「AIの全社活用が進まない理由の考察」
- 【講演者】
- 株式会社セールスフォース・ジャパン
Tableau事業統括 Business Value Services ディレクター
嶋 ピーター 氏
<データを活用する上で、AIの活用が進まない理由>
データとAIの時代と言われている。データはもはや貴重な資源ではなく、水や酸素と同じ様に必須なものとなる時代になっている。そんな時代において、AIの活用が進まない課題をお客様より伺っている。紹介してみたい。
<データカルチャーが定着しない>
教育プログラムやツールを提供しているのに、活用が定着がしないと多く伺う。しかし、Googleを初めとするビッグテックがもたらした「データの民主化」を考えて欲しい。欲しい情報は検索により手に入り、あるいはAIが提案し、その情報を元に判断し行動できる。そして、それは得た情報を加工して新たな情報とし、個人が発信できるカルチャーの変革を促した。

§ 抽出データ:
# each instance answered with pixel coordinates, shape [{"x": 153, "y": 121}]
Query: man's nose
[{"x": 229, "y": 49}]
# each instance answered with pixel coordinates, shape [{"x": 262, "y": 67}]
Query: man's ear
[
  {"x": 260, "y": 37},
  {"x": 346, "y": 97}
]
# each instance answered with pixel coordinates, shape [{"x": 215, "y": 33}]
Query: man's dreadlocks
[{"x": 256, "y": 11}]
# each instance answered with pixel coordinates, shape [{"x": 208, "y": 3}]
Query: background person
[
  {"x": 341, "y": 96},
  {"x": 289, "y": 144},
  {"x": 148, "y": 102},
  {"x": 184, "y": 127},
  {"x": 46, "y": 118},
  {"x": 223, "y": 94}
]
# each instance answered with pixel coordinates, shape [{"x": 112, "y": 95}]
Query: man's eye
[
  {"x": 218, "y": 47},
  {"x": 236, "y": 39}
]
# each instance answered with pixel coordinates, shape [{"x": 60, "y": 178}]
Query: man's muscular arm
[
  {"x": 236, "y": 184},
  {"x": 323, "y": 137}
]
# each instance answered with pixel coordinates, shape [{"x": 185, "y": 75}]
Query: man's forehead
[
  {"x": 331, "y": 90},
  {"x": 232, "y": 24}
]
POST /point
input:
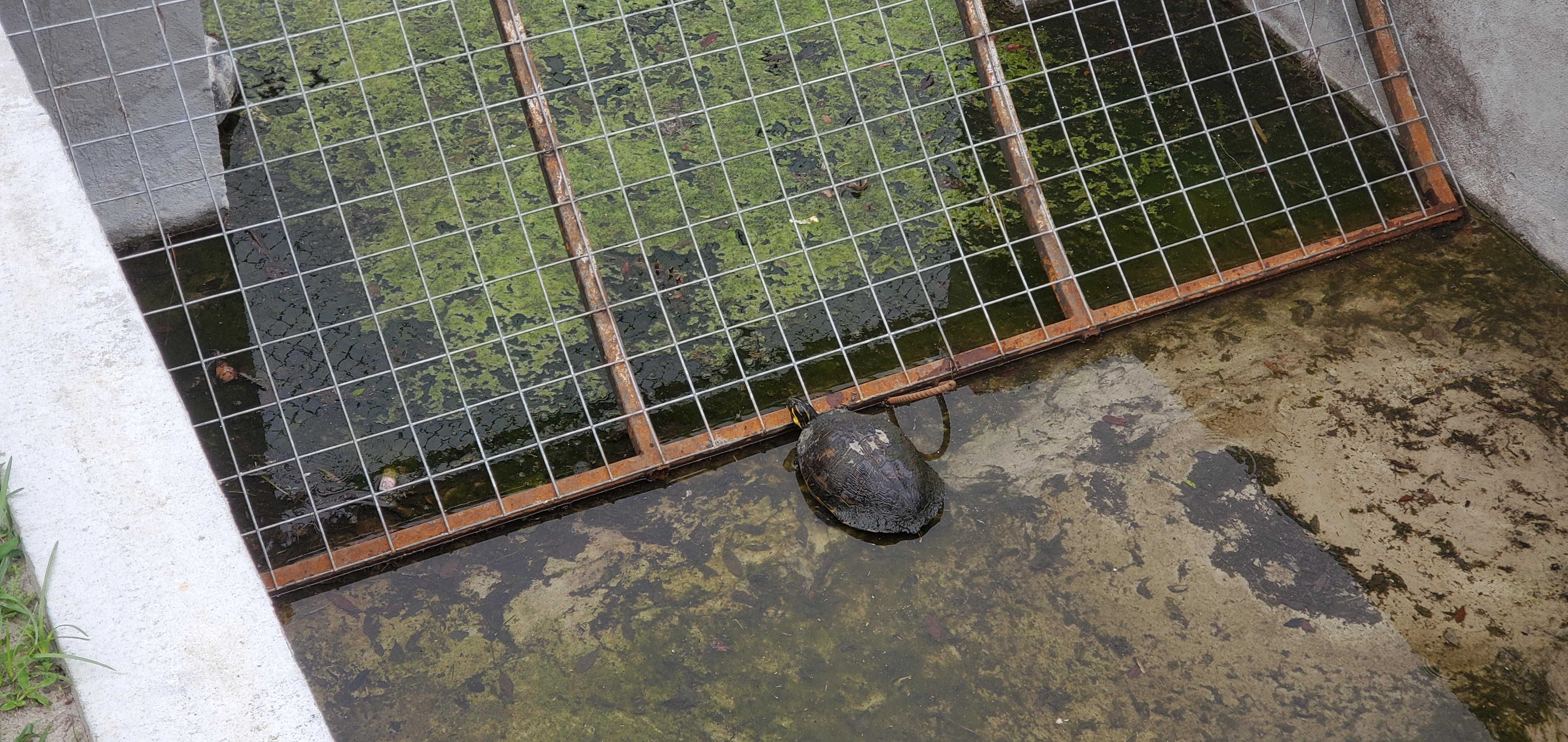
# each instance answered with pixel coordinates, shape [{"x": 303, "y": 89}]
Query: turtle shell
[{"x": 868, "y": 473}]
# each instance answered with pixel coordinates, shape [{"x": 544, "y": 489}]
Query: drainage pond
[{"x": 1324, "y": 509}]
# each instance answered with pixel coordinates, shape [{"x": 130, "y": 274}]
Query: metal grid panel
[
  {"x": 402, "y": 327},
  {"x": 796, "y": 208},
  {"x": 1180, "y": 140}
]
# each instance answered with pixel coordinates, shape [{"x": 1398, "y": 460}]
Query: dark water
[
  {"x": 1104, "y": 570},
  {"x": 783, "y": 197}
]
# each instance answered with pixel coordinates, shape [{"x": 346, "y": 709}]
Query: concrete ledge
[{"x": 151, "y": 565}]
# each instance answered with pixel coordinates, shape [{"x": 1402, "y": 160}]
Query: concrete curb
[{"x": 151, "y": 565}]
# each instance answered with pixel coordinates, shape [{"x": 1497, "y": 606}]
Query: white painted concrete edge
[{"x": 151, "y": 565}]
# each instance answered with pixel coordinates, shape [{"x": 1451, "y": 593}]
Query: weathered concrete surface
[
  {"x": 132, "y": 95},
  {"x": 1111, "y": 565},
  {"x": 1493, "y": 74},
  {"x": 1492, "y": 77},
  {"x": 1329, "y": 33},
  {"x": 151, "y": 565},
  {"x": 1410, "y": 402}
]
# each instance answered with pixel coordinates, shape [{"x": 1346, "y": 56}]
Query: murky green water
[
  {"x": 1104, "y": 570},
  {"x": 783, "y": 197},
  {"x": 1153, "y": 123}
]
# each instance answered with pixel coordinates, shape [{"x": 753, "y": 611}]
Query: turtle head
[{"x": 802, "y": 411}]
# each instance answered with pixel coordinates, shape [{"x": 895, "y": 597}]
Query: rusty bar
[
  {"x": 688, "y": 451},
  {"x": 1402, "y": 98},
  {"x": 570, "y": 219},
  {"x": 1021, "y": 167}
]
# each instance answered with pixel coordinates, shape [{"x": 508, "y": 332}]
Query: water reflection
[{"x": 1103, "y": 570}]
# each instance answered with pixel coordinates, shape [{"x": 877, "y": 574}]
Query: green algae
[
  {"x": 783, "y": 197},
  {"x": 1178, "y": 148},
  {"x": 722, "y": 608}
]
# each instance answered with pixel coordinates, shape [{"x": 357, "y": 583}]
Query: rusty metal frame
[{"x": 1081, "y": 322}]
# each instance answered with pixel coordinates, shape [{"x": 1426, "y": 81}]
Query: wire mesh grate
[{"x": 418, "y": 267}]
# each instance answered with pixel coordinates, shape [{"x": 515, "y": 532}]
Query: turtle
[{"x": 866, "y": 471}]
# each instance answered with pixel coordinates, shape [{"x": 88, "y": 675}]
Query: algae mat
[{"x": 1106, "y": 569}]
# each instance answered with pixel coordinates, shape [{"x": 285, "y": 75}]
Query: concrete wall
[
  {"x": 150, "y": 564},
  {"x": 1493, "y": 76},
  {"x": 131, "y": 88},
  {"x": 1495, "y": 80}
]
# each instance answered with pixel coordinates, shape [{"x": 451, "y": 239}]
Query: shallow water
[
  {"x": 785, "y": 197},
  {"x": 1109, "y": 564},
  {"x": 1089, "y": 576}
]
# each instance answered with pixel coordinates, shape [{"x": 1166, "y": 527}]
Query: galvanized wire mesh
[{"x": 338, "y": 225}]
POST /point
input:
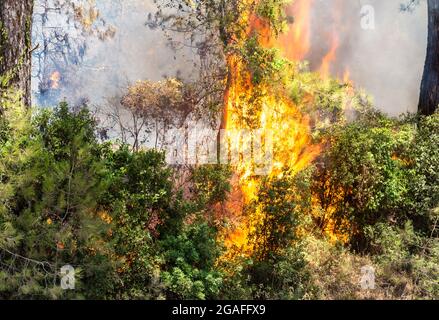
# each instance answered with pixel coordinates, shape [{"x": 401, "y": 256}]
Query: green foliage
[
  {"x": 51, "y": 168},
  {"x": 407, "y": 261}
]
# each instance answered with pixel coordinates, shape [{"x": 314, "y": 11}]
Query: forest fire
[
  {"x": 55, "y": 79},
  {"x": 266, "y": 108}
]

---

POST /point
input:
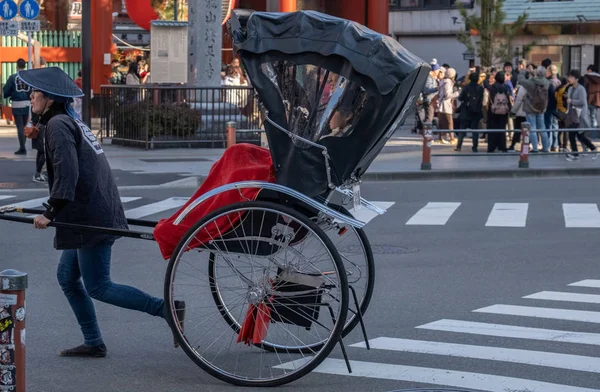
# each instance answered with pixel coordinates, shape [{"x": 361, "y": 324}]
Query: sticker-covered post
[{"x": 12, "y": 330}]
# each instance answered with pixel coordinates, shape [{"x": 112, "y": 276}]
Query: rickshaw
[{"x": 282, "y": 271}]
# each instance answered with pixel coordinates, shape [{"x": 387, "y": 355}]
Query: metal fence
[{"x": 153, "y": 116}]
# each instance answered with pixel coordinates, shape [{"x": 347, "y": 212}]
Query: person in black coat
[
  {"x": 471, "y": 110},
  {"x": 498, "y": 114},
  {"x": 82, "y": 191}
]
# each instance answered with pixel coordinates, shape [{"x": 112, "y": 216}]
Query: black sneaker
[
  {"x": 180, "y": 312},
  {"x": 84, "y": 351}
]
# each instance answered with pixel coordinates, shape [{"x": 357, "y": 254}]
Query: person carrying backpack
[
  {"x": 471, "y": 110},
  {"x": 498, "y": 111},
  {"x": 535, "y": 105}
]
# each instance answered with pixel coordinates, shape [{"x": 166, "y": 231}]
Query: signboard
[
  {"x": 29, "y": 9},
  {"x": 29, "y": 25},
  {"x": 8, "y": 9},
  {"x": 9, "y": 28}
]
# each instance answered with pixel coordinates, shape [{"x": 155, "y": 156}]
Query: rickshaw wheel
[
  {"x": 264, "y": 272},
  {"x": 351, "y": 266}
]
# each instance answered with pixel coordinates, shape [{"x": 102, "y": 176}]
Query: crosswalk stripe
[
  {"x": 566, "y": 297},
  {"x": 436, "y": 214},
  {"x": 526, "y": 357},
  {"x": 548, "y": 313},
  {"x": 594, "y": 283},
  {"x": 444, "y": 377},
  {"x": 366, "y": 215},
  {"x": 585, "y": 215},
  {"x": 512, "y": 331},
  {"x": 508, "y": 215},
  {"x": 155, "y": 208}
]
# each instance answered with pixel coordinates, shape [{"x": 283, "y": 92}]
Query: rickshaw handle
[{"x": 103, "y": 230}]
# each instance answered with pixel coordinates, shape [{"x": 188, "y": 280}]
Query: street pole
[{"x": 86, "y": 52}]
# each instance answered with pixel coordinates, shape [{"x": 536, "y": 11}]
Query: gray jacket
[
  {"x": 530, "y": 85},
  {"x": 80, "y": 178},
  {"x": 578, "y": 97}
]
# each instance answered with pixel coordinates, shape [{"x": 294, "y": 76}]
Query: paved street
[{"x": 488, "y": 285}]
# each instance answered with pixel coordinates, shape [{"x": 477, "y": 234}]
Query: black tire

§ 課題内容: 本文のうち、「<データカルチャーが定着しない>」を含む語句から書き始め、「るカルチャーの変革を促した。」を書いたところで止めて、その範囲を一字一句そのまま書き写しなさい。

§ 解答例:
<データカルチャーが定着しない>
教育プログラムやツールを提供しているのに、活用が定着がしないと多く伺う。しかし、Googleを初めとするビッグテックがもたらした「データの民主化」を考えて欲しい。欲しい情報は検索により手に入り、あるいはAIが提案し、その情報を元に判断し行動できる。そして、それは得た情報を加工して新たな情報とし、個人が発信できるカルチャーの変革を促した。